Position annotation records
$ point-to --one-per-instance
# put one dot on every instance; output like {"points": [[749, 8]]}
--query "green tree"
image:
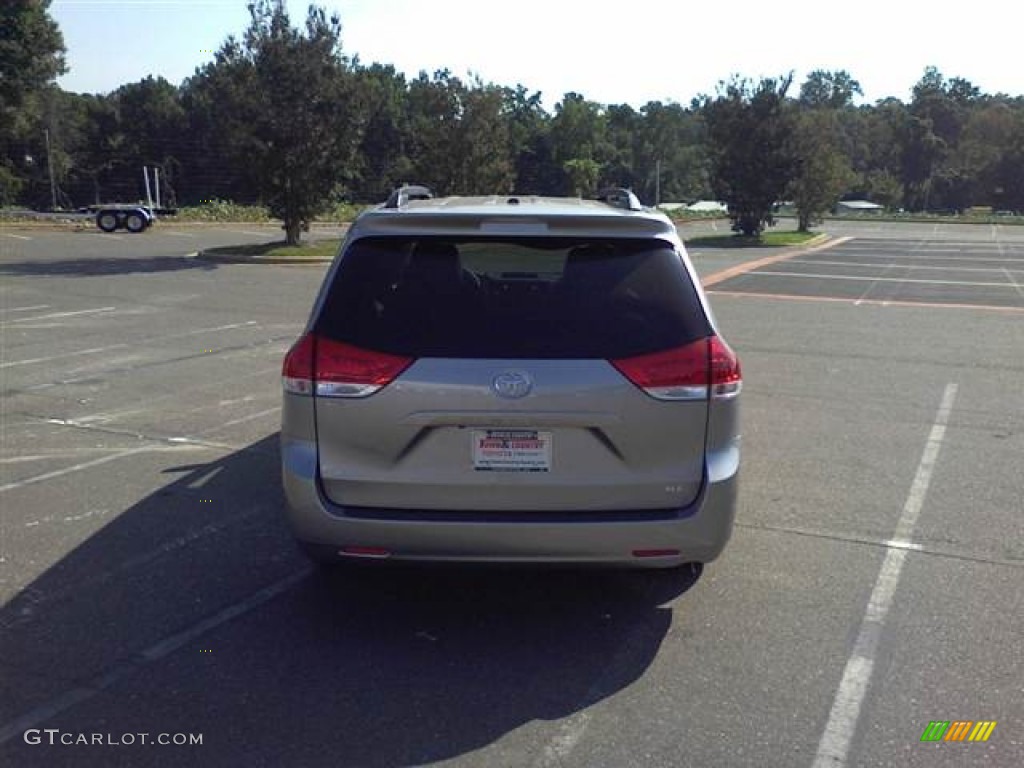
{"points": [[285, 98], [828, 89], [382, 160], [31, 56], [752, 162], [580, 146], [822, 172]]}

* * *

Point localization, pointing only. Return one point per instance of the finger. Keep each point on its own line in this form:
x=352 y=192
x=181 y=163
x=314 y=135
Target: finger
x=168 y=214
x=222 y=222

▸ **STATED EXERCISE**
Format the entries as a JSON list of strings with one string per line, omitting blank lines. Begin at the line that contains "Point localization, pointing" and stop after the line that contains "x=222 y=222", covering only those lines.

▸ **EXERCISE RESULT**
[
  "Point localization, pointing only. Return one point per instance of the finger. Keep each point on its own line in this form:",
  "x=352 y=192",
  "x=181 y=163",
  "x=314 y=135",
  "Target: finger",
  "x=168 y=214",
  "x=222 y=222"
]